Task brief.
Please pull out every row below that contains the string "positive". Only matches with the same capitalization count.

────

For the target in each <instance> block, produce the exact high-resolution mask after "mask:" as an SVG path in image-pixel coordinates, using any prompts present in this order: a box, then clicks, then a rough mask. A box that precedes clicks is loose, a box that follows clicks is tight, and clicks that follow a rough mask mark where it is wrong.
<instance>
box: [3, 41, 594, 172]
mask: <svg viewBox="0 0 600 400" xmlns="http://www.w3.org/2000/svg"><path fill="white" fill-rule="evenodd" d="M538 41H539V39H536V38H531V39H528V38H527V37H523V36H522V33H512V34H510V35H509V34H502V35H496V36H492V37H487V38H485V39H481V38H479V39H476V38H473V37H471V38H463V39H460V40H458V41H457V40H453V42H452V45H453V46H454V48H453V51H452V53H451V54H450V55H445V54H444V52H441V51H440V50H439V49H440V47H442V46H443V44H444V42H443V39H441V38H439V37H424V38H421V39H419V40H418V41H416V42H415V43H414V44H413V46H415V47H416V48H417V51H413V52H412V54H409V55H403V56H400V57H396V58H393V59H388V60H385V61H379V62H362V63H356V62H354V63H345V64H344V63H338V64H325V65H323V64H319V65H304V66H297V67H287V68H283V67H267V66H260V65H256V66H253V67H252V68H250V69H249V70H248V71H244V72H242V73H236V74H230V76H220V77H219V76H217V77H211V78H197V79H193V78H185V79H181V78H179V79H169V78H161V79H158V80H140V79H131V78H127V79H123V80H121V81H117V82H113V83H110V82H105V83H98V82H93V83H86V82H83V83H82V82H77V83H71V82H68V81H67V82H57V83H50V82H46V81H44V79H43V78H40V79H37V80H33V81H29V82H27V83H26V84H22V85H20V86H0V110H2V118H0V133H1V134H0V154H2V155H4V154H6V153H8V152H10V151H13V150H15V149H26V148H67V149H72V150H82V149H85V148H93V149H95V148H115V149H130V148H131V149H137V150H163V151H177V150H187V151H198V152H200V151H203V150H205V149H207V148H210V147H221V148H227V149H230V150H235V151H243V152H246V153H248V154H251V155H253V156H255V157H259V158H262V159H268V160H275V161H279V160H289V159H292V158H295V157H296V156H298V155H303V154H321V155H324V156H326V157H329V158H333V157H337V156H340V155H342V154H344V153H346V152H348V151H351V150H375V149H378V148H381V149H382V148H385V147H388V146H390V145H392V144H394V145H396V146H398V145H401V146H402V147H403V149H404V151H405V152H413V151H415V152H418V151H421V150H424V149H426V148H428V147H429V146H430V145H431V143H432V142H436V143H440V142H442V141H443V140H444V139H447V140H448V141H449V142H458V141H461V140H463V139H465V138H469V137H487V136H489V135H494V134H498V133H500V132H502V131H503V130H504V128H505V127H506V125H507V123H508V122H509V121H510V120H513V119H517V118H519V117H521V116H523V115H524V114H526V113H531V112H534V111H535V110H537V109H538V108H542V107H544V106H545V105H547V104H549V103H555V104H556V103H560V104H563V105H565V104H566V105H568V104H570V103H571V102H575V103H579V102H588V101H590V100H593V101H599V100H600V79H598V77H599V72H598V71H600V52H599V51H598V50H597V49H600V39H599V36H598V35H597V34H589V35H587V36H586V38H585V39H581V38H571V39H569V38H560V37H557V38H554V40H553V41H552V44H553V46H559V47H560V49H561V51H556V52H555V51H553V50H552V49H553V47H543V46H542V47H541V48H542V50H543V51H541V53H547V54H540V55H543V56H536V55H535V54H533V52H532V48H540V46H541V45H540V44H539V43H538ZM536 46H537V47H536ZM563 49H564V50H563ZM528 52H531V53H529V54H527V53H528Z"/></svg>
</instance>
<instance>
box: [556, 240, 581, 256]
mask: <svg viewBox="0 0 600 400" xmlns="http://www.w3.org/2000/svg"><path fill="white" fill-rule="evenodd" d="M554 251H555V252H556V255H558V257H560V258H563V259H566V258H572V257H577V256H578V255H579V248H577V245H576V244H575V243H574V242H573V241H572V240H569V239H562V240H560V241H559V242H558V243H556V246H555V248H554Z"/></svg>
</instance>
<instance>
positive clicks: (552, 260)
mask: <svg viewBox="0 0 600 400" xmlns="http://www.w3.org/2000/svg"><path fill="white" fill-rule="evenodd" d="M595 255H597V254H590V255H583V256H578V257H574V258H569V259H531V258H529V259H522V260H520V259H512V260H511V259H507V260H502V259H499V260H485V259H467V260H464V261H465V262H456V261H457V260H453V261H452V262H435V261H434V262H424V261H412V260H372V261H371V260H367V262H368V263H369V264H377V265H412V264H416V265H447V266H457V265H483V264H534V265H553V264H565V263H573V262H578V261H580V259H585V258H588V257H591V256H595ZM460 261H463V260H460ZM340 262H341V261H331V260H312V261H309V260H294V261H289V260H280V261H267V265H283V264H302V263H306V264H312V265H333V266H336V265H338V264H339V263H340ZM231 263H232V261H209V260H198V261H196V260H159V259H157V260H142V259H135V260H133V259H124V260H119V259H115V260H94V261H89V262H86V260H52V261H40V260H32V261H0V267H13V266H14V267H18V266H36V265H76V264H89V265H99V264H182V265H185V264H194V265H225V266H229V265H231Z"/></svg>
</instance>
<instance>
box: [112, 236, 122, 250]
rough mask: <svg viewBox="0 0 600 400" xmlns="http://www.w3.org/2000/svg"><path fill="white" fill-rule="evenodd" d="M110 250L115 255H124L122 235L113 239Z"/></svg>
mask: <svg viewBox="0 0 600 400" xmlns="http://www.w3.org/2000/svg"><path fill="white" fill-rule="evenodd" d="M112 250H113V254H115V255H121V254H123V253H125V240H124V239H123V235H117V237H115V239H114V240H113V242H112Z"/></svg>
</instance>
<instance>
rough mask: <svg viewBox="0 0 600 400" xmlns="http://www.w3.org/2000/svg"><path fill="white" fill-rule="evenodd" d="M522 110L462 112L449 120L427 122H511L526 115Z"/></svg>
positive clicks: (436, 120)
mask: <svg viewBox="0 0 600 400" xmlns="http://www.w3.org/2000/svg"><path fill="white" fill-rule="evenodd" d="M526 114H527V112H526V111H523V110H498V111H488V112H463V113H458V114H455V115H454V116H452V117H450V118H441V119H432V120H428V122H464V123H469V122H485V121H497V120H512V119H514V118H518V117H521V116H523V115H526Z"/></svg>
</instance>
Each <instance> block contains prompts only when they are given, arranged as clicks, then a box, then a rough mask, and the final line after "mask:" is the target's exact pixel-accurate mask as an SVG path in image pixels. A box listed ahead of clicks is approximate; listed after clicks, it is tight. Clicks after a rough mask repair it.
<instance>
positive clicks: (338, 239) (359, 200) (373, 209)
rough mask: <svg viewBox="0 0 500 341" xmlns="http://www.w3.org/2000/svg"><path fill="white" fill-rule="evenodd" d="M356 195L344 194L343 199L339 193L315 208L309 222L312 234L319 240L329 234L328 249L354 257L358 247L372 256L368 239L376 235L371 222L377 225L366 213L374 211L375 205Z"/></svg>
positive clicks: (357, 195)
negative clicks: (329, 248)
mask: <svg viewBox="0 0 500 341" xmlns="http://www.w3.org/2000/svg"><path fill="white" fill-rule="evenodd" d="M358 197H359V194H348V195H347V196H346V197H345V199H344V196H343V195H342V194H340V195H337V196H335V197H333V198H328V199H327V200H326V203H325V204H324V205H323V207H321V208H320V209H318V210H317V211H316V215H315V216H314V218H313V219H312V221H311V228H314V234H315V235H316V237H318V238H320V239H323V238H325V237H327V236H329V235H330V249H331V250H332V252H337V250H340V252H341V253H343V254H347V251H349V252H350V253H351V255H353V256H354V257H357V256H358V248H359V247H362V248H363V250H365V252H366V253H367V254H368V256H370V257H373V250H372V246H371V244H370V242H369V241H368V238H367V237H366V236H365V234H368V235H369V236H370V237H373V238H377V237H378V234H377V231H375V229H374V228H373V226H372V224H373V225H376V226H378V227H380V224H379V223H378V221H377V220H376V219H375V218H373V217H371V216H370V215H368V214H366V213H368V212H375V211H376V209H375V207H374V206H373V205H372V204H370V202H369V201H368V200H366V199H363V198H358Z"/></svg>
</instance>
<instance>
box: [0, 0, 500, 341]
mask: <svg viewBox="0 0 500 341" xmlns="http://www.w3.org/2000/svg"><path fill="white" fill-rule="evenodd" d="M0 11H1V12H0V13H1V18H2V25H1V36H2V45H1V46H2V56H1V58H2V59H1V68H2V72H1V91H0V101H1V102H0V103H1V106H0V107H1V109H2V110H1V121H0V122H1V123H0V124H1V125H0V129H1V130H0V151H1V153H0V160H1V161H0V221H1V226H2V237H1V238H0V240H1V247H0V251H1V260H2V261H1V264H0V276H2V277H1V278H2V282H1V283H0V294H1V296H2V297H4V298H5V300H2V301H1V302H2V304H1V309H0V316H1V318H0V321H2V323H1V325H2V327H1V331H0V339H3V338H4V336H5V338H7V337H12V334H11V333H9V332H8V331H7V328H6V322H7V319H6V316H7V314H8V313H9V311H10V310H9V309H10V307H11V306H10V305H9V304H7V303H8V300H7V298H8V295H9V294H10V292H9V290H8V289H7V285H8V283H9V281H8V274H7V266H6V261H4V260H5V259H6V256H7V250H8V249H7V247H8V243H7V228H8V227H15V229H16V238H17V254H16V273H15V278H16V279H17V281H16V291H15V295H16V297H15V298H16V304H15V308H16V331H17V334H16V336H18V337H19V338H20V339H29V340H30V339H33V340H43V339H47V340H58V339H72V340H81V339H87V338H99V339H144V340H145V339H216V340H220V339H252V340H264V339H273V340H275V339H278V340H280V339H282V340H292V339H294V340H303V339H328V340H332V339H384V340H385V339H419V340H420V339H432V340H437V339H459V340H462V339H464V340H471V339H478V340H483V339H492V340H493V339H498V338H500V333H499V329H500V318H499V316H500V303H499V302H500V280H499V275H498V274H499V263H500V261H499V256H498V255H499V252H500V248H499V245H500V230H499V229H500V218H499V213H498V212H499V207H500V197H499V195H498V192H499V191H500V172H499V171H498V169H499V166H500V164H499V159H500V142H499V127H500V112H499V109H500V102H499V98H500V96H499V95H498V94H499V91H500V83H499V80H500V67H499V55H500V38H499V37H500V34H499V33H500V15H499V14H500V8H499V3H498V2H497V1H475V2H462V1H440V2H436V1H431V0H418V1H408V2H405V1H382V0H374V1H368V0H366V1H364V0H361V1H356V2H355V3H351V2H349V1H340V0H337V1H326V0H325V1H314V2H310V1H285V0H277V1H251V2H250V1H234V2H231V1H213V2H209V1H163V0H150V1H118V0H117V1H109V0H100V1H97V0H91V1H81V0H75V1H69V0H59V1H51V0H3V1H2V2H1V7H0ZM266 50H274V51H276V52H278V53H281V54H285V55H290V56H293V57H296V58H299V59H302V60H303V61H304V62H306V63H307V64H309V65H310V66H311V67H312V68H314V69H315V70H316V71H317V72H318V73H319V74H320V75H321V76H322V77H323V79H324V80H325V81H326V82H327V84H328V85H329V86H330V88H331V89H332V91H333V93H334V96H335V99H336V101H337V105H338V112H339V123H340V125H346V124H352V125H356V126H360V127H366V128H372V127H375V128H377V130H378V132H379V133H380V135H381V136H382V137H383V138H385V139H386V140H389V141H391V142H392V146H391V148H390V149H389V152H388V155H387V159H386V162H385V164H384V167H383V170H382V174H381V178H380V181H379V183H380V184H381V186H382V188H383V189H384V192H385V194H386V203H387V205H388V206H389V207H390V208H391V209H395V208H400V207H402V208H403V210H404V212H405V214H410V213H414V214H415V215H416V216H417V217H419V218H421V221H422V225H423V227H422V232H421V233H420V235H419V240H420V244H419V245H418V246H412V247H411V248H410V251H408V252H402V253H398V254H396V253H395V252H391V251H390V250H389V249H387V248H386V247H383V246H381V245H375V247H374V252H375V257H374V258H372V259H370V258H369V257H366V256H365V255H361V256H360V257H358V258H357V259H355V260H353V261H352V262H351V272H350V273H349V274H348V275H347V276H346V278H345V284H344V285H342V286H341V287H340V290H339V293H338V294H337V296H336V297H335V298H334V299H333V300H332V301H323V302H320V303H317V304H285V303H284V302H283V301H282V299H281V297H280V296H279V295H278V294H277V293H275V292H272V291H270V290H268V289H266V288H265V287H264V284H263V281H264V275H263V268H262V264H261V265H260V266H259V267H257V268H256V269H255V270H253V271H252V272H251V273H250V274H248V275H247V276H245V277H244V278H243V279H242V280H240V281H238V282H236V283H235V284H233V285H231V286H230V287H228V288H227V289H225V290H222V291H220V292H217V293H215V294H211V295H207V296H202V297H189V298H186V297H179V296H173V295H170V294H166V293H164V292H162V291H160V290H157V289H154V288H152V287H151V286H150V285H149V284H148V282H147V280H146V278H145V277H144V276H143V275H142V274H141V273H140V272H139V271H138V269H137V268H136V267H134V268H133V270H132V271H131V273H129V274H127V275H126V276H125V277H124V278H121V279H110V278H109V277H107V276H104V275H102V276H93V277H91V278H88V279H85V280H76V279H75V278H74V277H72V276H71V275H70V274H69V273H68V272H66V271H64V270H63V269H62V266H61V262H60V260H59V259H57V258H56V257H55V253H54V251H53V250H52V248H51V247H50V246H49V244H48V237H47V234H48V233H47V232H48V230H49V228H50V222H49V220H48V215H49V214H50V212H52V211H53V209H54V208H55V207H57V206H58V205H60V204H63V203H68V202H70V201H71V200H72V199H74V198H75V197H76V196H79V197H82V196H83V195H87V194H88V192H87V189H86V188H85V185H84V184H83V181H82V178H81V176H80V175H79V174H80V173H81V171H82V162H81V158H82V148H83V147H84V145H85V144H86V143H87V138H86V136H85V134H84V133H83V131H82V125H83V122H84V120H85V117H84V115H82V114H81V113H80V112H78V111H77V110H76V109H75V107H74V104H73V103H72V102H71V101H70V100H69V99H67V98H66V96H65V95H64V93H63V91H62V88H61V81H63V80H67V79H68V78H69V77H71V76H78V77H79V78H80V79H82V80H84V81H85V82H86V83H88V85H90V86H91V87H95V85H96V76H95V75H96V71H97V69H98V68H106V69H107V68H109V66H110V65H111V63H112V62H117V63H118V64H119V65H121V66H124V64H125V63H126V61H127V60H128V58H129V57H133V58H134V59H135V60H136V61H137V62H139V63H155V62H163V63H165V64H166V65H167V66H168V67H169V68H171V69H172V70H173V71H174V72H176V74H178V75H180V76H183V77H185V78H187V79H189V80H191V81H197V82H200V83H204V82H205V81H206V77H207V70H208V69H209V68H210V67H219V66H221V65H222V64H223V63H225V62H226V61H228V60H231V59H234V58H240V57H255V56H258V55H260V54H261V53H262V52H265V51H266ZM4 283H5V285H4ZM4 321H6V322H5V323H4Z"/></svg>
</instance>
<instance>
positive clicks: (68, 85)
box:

────

Your solution.
positive clicks: (552, 260)
positive clicks: (436, 120)
positive clicks: (338, 239) (359, 200) (373, 209)
positive clicks: (357, 195)
positive clicks: (68, 85)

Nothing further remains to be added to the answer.